▸ Exercise goal
An exact copy of all the entries below is what this task needs.

|---|

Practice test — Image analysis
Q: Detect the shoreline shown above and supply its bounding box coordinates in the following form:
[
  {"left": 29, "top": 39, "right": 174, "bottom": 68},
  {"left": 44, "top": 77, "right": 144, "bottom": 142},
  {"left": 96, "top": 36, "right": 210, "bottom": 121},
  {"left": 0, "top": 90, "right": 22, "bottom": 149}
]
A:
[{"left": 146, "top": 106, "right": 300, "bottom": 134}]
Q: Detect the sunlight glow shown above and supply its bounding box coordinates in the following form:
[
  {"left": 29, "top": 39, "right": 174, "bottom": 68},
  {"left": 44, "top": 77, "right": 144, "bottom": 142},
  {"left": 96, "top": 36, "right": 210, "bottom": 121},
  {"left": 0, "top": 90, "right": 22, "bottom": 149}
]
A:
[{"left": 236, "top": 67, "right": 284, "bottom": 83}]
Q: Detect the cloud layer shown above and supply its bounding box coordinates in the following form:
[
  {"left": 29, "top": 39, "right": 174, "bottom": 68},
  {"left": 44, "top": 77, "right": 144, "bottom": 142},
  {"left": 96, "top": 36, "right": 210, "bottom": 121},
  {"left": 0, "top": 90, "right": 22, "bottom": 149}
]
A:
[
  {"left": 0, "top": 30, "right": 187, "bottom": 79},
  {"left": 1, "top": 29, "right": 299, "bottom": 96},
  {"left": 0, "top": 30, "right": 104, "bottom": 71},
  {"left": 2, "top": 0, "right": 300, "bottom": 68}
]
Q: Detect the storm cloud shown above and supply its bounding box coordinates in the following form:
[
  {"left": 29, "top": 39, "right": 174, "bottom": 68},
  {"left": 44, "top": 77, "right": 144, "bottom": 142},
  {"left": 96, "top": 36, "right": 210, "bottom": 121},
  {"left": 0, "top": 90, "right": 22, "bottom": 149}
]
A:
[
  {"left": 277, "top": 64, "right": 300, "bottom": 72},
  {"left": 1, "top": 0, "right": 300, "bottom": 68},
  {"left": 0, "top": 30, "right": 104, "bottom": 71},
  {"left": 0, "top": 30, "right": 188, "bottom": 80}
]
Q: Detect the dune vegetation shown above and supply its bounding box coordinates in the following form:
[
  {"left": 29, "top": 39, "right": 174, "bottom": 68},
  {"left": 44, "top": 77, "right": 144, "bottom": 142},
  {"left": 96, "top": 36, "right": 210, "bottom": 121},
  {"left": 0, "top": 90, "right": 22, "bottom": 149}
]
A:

|---|

▸ Task response
Practice test — Image analysis
Q: Detect the shoreline shown above and supply its bounding box coordinates in the following form:
[
  {"left": 29, "top": 39, "right": 174, "bottom": 68},
  {"left": 44, "top": 77, "right": 144, "bottom": 142},
  {"left": 96, "top": 36, "right": 210, "bottom": 121},
  {"left": 0, "top": 90, "right": 22, "bottom": 149}
]
A:
[{"left": 146, "top": 106, "right": 300, "bottom": 134}]
Q: Detect the sunlight glow shown above and supply its bounding box coordinates in the following form:
[
  {"left": 29, "top": 39, "right": 174, "bottom": 68},
  {"left": 44, "top": 77, "right": 144, "bottom": 142},
  {"left": 96, "top": 36, "right": 210, "bottom": 121},
  {"left": 0, "top": 90, "right": 22, "bottom": 149}
]
A:
[{"left": 236, "top": 67, "right": 284, "bottom": 83}]
Q: Detect the cloud layer shown above and supply its bounding box coordinates in the following form:
[
  {"left": 29, "top": 39, "right": 174, "bottom": 68},
  {"left": 44, "top": 77, "right": 144, "bottom": 142},
  {"left": 96, "top": 36, "right": 210, "bottom": 121},
  {"left": 0, "top": 90, "right": 22, "bottom": 149}
]
A:
[
  {"left": 0, "top": 30, "right": 187, "bottom": 79},
  {"left": 1, "top": 29, "right": 299, "bottom": 96},
  {"left": 0, "top": 30, "right": 104, "bottom": 71},
  {"left": 2, "top": 0, "right": 300, "bottom": 68}
]
Q: Detect the storm cloud shown above and supply its bounding box coordinates in the following form:
[
  {"left": 29, "top": 39, "right": 174, "bottom": 68},
  {"left": 44, "top": 77, "right": 144, "bottom": 142},
  {"left": 96, "top": 36, "right": 210, "bottom": 121},
  {"left": 0, "top": 90, "right": 22, "bottom": 149}
]
A:
[
  {"left": 277, "top": 64, "right": 300, "bottom": 72},
  {"left": 1, "top": 0, "right": 300, "bottom": 68},
  {"left": 0, "top": 30, "right": 104, "bottom": 71},
  {"left": 0, "top": 30, "right": 188, "bottom": 80}
]
Q: Detect the dune vegetation shown above and supply its bounding box coordinates in the following form:
[
  {"left": 29, "top": 39, "right": 174, "bottom": 68},
  {"left": 44, "top": 77, "right": 144, "bottom": 142},
  {"left": 96, "top": 36, "right": 210, "bottom": 121},
  {"left": 0, "top": 90, "right": 22, "bottom": 149}
]
A:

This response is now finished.